**Source text**
>>>

Ai Weiwei at the Marciano Art Foundation
A few months ago, we heard that Ai Weiwei was going to have his Life Cycle Exhibit here in Los Angeles at the Marciano Art Foundation. We marked our calendar and planned our trip. Ai Weiwei is one of China's leading artists who was once jailed for activism, although the Chinese Government claims that it was for tax crimes. To this day, he has continued to stir up controversy while creating exceptional art.
There is much to be discussed about Ai Weiwei's art, and even more could be said about his outspoken activism against the Chinese government, but one thing is clear: the work we saw on this warm Saturday afternoon is special. The line to see the exhibit ran along a cool hard concrete wall of the recently gutted 2,000 seat auditorium. In its former life the auditorium was central to the Millard Sheets’ Scottish Rite Masonic Temple, built in 1961. Maurice and Paul Marciano bought and repurposed the building in order to bring art and culture to the community. In the center of the now empty hall sits two installations, massive in scale: Sunflower Seeds 2010 and Spouts 2015.
Sunflower Seeds is composed of 49 tons of individual porcelain sunflower seeds made by 1600 artisans. Each seed, made of meticulously hand painted porcelain, is laid out into a flat square with its side edges descending to the floor.
The second large scale installation, Spouts, is made up of broken pieces of teapot spouts randomly scattered and glued onto a square board that is equal in size to Sunflower Seeds. Antique teapots date as far back as the Song dynasty (960–1279).

<<<

[Raw records]
>>>

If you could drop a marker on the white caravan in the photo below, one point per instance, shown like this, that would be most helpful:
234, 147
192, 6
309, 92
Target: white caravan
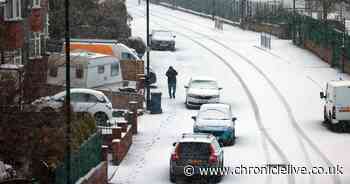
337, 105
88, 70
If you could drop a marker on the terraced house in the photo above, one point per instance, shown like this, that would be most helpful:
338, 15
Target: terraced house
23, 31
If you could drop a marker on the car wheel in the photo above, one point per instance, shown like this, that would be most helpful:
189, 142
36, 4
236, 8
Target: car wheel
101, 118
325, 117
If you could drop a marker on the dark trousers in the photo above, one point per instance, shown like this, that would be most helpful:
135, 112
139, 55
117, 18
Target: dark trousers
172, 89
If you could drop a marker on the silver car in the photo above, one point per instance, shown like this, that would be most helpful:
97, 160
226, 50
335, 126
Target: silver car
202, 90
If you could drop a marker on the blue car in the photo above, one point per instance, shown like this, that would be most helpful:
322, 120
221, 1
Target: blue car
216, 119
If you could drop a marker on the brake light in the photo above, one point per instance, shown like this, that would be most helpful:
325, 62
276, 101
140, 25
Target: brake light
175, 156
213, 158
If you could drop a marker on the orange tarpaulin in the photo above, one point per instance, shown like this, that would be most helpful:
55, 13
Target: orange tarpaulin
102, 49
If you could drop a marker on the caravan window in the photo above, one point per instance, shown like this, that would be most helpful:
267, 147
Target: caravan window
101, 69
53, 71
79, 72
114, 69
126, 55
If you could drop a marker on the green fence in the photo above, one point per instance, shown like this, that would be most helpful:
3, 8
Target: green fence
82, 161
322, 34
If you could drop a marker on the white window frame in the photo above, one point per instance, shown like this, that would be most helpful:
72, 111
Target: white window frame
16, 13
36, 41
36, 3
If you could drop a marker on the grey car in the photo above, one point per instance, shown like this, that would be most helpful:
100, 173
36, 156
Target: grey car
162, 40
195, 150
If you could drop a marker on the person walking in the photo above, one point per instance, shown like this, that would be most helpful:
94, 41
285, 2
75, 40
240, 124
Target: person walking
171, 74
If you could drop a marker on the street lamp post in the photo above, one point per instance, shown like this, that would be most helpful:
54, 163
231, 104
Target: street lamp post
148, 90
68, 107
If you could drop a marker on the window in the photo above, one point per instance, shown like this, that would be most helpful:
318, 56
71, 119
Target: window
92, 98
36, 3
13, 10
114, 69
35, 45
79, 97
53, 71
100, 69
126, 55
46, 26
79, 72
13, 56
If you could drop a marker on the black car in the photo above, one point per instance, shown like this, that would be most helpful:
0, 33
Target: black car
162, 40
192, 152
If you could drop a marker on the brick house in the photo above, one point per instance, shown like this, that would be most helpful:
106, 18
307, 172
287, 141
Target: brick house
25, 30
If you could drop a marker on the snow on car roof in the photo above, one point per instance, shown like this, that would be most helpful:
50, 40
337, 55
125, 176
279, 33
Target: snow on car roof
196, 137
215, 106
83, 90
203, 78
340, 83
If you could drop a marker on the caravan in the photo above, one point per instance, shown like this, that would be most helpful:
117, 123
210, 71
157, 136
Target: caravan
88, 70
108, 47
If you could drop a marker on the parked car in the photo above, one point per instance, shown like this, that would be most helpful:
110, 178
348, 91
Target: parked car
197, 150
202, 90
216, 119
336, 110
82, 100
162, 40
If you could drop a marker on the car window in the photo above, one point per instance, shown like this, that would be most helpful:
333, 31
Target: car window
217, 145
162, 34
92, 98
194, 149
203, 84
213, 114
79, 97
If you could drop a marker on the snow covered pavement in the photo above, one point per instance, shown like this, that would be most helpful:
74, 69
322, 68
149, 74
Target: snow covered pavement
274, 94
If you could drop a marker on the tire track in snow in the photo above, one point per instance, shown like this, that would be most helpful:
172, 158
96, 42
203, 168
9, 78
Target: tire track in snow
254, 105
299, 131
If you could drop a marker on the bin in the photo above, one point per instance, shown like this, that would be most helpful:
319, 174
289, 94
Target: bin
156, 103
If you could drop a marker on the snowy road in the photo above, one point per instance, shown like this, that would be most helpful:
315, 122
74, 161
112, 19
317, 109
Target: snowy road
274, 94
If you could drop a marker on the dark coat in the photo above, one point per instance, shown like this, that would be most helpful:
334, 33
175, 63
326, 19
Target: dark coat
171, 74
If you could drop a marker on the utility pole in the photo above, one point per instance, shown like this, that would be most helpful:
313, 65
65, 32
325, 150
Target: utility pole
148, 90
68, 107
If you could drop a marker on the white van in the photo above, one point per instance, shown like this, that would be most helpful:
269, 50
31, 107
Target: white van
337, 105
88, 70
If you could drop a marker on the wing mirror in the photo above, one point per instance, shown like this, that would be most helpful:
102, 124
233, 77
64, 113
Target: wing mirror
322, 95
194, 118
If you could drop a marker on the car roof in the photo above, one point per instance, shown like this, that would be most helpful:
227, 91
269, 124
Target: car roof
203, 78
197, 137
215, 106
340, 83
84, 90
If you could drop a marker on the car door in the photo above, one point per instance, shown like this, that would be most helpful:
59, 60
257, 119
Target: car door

<<<

**Parts of the exercise**
(1) In the text on the Ai Weiwei exhibit, how many artisans made the porcelain sunflower seeds?
(2) Please tally the lines of the records that contain the string "green", with case counting, and give only the number.

**Outputs in order**
(1) 1600 artisans.

(2) 2